### TASKS TO COMPLETE
(1) Reproduce the stretch of the passage on the word "psychopathy" from "On the other" through "strength and evil.".
(2) Supply the next part of the passage on the word "psychopathy", starting after its final sentence.

### TEXT BLOCK
○ ○ ○ ○ ○ ○ ○

To such people, considering what you’re about to say before you say it = Hannibal Lector.
On the other side of the coin: by linking pathological behaviours like cruelty, shallowness, and pathological lying, with virtues like cunning and social savvy, the word “psychopathy” elevates those negative behaviours and causes impressionable young men strive to aspire toward “dark triad” personality traits. Men who simply want to exercise control and agency in their personal lives are tricked into believing that the only way to do so is to become a psychopath who lies, screws over his friends, has no concept of loyalty, and tries to condition himself to enjoy causing pain in others. Psychopathy connotes evil, but also strength. The result is a case of linguistic stolen valour – young men come to implicitly associate strength and evil.

○ ○ ○ ○ ○ ○ ○

### RECORDS SHOWN
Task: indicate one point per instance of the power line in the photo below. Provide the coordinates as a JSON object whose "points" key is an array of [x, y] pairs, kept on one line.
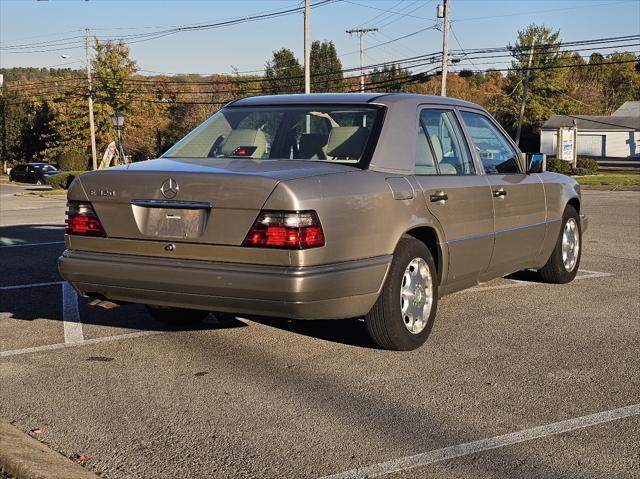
{"points": [[51, 46]]}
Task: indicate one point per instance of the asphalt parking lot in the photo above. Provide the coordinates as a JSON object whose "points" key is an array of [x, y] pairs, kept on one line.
{"points": [[518, 379]]}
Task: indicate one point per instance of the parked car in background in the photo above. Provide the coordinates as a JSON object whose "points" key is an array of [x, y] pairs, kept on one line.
{"points": [[323, 206], [36, 173]]}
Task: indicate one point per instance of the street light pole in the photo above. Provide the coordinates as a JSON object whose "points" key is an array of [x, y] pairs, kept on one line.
{"points": [[92, 127], [361, 32], [445, 45], [307, 47], [524, 93]]}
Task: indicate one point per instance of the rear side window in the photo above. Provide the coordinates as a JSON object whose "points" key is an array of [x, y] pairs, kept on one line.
{"points": [[441, 148], [495, 151]]}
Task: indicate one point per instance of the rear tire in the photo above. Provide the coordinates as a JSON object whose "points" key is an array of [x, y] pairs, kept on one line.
{"points": [[562, 266], [404, 313], [177, 316]]}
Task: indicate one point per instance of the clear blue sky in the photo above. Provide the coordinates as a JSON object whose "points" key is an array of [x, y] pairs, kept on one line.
{"points": [[476, 23]]}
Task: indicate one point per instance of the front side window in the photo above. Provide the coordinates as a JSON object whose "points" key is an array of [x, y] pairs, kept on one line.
{"points": [[313, 132], [495, 151], [441, 148]]}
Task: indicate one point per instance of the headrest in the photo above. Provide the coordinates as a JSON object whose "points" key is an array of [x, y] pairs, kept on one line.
{"points": [[424, 157], [347, 141], [437, 147], [245, 138], [311, 146]]}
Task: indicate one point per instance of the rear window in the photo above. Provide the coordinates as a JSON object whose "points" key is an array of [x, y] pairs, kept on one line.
{"points": [[312, 132]]}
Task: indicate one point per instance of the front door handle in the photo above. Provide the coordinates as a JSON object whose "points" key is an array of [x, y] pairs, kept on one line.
{"points": [[440, 197], [501, 193]]}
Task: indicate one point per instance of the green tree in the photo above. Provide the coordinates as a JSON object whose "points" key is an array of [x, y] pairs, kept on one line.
{"points": [[547, 87], [283, 74], [37, 132], [326, 68], [619, 82], [14, 114]]}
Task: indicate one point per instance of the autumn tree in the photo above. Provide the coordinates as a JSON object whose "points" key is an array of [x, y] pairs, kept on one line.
{"points": [[390, 78], [113, 68], [283, 74]]}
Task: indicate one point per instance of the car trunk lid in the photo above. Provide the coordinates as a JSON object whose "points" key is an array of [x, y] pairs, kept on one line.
{"points": [[212, 201]]}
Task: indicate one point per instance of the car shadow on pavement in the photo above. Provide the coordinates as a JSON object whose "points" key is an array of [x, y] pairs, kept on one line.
{"points": [[351, 332], [526, 275], [28, 234]]}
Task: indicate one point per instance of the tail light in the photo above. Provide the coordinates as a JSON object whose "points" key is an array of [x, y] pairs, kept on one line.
{"points": [[288, 230], [82, 220]]}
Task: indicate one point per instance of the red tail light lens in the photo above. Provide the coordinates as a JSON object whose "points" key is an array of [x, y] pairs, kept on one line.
{"points": [[288, 230], [82, 220]]}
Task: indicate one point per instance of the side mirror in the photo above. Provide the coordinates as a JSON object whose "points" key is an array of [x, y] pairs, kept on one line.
{"points": [[536, 162]]}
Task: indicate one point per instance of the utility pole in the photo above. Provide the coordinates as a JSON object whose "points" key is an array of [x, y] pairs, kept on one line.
{"points": [[307, 47], [94, 157], [443, 12], [3, 160], [524, 93], [361, 33]]}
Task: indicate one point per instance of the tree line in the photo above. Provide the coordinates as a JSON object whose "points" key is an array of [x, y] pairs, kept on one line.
{"points": [[44, 111]]}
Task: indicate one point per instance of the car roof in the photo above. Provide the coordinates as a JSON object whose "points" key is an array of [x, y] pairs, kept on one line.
{"points": [[348, 98]]}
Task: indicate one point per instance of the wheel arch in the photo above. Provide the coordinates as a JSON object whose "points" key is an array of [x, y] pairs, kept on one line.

○ ○ ○ ○ ○ ○ ○

### PER-TASK ANSWERS
(1)
On the other side of the coin: by linking pathological behaviours like cruelty, shallowness, and pathological lying, with virtues like cunning and social savvy, the word “psychopathy” elevates those negative behaviours and causes impressionable young men strive to aspire toward “dark triad” personality traits. Men who simply want to exercise control and agency in their personal lives are tricked into believing that the only way to do so is to become a psychopath who lies, screws over his friends, has no concept of loyalty, and tries to condition himself to enjoy causing pain in others. Psychopathy connotes evil, but also strength. The result is a case of linguistic stolen valour – young men come to implicitly associate strength and evil.

(2)
Most men have some cruelty in their soul – the Cult Of The Dark Triad gives them a reason to nurture it. Other men, of a more sensitive disposition, are forced to wear a hat that never fits right. Neither type will ever be as happy and successful as they could be, if they just learn to annihilate the idea of psychopathy from their model of the world.
What’s the point of this nonsensical and harmful definition of a non-existent mental condition? Maybe I’m crazy, but I find the world starts to make more sense when you view our culture as a consciously designed tool to weaken and destroy us. Looking through this lens, the concept of Psychopathy serves two purposes:
- “Psychopathy” stigmatizes behaviours and mindsets that lead to wealth, power, and success.
- For those men who recognize (1), “Psychopathy” suggests that the only alternative to weakness is shallow, egotistical, lone-wolf cruelty.
The Psychopath/Non-Psychopath dichotomy suggests that people are either good and weak, or evil and strong. From the perspective of an elite that wants to remain in power, both options are acceptable: weak men can never accomplish anything; evil men will never develop lasting bonds to their friends, family, and nation that might inspire them to offer coordinated resistance.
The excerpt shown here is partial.